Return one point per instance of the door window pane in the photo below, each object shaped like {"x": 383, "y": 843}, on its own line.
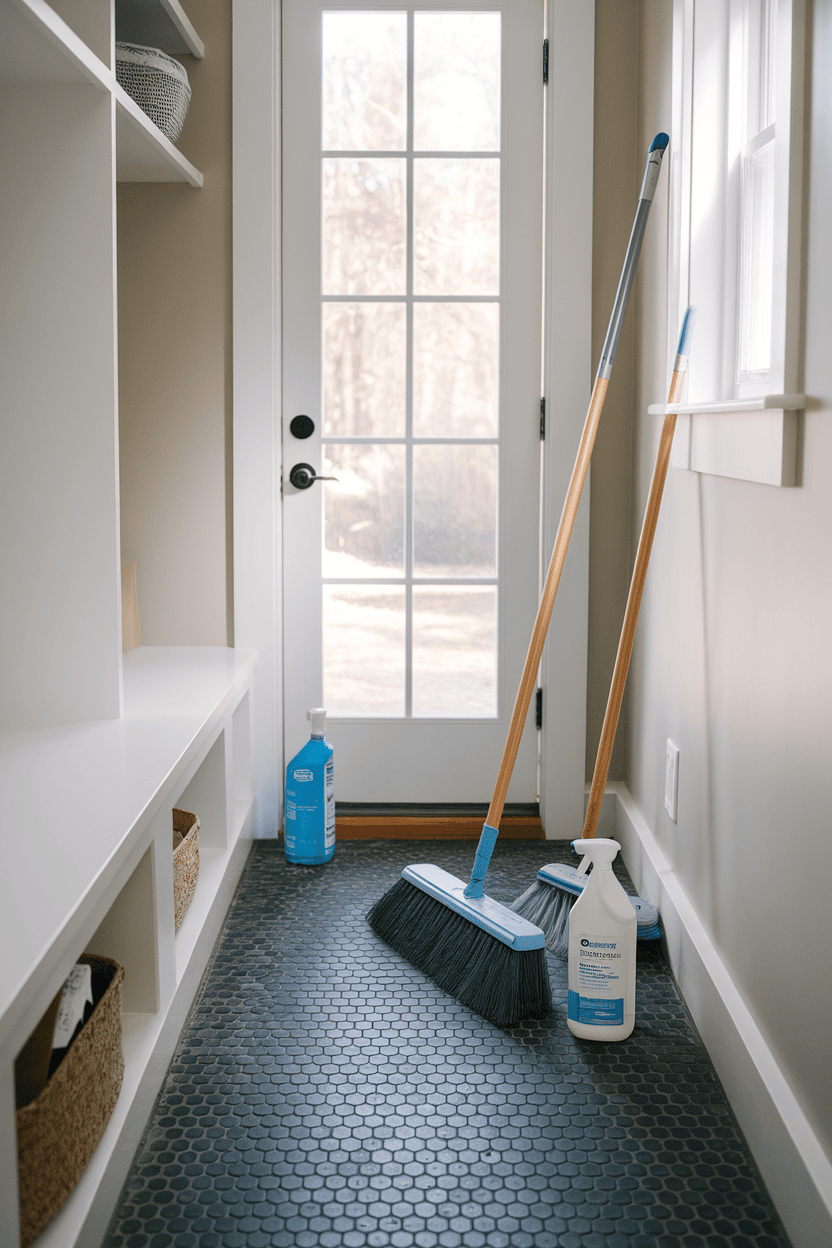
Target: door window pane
{"x": 457, "y": 226}
{"x": 363, "y": 226}
{"x": 454, "y": 652}
{"x": 455, "y": 370}
{"x": 457, "y": 81}
{"x": 363, "y": 511}
{"x": 364, "y": 361}
{"x": 364, "y": 81}
{"x": 454, "y": 511}
{"x": 363, "y": 650}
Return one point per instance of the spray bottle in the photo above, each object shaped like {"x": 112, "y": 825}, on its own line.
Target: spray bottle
{"x": 601, "y": 950}
{"x": 309, "y": 798}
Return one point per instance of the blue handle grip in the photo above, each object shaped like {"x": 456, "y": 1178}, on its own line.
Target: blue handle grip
{"x": 484, "y": 850}
{"x": 686, "y": 331}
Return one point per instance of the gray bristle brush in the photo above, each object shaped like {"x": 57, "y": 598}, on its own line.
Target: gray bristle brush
{"x": 485, "y": 955}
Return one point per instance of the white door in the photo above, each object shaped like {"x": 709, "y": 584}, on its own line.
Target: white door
{"x": 412, "y": 303}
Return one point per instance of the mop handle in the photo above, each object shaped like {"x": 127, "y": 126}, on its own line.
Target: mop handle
{"x": 636, "y": 584}
{"x": 529, "y": 679}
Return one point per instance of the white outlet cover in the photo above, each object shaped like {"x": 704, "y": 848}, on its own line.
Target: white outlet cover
{"x": 671, "y": 779}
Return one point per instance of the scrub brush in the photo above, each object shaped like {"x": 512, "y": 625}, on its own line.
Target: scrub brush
{"x": 548, "y": 901}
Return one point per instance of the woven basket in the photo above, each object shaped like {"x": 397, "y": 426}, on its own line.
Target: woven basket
{"x": 186, "y": 861}
{"x": 159, "y": 85}
{"x": 60, "y": 1130}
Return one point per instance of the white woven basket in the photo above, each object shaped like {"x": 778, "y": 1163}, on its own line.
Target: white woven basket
{"x": 159, "y": 85}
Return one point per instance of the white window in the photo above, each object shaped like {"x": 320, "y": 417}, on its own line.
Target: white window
{"x": 735, "y": 219}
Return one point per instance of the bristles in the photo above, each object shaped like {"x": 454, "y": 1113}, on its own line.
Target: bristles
{"x": 548, "y": 907}
{"x": 495, "y": 981}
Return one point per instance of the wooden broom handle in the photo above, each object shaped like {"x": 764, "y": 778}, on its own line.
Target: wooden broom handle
{"x": 529, "y": 678}
{"x": 631, "y": 614}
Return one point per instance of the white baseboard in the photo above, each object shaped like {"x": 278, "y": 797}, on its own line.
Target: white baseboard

════════════════════

### Exercise
Print the lines verbatim, starting at the line that contains "Return one point per instance of the wooden" and ending with the last line.

### Solution to the problem
Return one point per instance of the wooden broom handle in the photo above, each object shaped like {"x": 764, "y": 778}, on its own line.
Target: wooden broom handle
{"x": 529, "y": 678}
{"x": 631, "y": 614}
Return one point per instance of the white baseboard in the photo above, each object shaped like {"x": 278, "y": 797}, on its own line.
Target: white baseboard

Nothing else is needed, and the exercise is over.